National Coordinator Mostashari Announces Resignation

 

 

 

Farzad Mostashari, MD, ScM, announced on August 8 that he will step down from his position as national coordinator for health information technology in the fall. Mostashari first joined the Office of the National Coordinator (ONC) as deputy for programs and policy in 2009 and succeeded David Blumenthal, MD, as national coordinator in April 2011. Although the previous national coordinators have also served approximately two years in the position, Mostashari’s announcement caught the health IT community by surprise and prompted many accolades for his national leadership for health IT and its role in patient safety and quality improvement.

 

Many reports of Mostashari’s resignation mention his personal commitment to patient safety; his own letter to the ONC staff announcing his decision is among the most compelling:

On a pre-dawn morning in June 2009, I paced helplessly outside my Mom’s hospital room as alarms beeped and the monitor showed the most recent run of life-threatening heart arrhythmia. I had screwed up my courage to ask to see the paper chart, but I couldn’t even read the cardiology consult’s name. After her discharge it was also very difficult to get her records; she didn’t get needed follow-up and required emergency surgery. The complications, which weren’t supposed to happen, indecently increased the hospital’s revenue.

I joined ONC a week later. This office had a daunting task ahead of it. Working backwards from the outcomes we hoped to enable, we had to define ’Meaningful Use’ of electronic health records, establish a new certification program, endorse national standards, design and set up a slew of new grant programs to assist in health IT adoption, exchange, workforce, research, and privacy.

- - - -

» Problem description: Reproduce the passage of the Mostashari resignation article from "Farzad Mostashari, MD, ScM, announced" up to and including "and quality improvement.", word for word.

- - - -

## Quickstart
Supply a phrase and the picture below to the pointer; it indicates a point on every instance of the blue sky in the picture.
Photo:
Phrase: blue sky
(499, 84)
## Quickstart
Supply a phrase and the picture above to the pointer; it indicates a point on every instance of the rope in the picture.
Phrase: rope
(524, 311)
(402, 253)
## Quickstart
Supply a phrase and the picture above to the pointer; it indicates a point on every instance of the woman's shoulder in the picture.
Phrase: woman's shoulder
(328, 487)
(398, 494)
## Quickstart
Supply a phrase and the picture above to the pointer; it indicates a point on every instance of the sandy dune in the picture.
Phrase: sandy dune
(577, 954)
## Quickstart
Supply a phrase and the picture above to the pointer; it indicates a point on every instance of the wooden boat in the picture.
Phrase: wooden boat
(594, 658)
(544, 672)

- - - -

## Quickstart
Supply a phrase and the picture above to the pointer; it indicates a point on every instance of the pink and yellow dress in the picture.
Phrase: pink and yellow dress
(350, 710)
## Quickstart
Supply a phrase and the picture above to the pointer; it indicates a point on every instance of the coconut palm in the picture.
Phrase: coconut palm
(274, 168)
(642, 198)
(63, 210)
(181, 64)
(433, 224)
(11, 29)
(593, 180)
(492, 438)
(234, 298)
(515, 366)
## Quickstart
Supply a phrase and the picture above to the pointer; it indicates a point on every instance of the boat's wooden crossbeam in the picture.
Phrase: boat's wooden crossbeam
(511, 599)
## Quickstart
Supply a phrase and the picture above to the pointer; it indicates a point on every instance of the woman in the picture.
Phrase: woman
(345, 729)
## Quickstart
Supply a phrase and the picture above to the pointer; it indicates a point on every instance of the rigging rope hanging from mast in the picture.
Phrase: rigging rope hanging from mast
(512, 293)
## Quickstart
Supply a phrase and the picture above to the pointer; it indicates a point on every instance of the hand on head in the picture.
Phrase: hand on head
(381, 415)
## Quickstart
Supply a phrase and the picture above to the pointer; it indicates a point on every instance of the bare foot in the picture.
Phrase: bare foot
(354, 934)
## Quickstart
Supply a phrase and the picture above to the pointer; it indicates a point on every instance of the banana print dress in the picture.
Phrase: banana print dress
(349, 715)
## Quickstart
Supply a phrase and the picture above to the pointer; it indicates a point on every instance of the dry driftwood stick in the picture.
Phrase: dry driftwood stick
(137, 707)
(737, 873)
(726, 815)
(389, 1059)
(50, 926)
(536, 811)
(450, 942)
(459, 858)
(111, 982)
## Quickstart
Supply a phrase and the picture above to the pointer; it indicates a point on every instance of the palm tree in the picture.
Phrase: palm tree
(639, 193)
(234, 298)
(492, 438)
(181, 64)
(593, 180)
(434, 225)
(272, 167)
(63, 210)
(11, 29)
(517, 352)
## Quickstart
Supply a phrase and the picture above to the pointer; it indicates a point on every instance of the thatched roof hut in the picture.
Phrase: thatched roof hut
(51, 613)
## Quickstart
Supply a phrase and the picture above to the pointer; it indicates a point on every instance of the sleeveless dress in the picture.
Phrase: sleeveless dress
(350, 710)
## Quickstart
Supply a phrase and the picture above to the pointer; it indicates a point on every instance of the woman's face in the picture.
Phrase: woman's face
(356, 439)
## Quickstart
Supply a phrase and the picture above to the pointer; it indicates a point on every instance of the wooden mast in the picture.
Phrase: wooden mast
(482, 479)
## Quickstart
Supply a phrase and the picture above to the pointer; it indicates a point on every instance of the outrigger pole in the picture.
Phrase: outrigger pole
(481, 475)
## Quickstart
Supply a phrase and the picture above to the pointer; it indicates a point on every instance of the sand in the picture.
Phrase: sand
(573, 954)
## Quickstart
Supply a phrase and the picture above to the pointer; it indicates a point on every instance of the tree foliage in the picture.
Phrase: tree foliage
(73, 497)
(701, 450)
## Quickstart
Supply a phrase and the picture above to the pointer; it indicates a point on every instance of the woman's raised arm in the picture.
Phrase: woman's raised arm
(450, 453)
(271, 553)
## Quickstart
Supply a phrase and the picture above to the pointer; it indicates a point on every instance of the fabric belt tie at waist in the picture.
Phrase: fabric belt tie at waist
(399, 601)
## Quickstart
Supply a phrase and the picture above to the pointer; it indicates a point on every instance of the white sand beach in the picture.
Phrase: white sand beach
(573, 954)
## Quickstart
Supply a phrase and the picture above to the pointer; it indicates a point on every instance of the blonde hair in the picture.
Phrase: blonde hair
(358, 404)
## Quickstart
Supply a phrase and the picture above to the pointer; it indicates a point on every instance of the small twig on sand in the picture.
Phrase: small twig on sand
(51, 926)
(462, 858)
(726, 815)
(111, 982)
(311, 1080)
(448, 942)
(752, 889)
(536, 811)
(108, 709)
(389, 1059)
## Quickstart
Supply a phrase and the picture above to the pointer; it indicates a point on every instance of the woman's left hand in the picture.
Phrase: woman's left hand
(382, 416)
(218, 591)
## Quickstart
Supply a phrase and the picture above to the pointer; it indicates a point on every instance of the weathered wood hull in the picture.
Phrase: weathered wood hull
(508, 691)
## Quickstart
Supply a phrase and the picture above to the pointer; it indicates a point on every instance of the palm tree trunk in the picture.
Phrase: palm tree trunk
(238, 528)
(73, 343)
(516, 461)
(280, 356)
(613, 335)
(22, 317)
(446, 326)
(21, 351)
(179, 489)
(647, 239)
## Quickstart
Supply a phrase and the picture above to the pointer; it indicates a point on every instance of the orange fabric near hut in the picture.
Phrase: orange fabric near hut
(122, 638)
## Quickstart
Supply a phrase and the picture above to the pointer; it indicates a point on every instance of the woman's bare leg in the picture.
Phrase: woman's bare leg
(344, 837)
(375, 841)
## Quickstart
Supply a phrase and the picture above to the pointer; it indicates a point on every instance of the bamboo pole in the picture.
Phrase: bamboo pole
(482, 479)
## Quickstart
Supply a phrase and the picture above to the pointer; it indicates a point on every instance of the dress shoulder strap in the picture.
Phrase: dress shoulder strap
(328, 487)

- - - -

» The answer:
Farzad Mostashari, MD, ScM, announced on August 8 that he will step down from his position as national coordinator for health information technology in the fall. Mostashari first joined the Office of the National Coordinator (ONC) as deputy for programs and policy in 2009 and succeeded David Blumenthal, MD, as national coordinator in April 2011. Although the previous national coordinators have also served approximately two years in the position, Mostashari’s announcement caught the health IT community by surprise and prompted many accolades for his national leadership for health IT and its role in patient safety and quality improvement.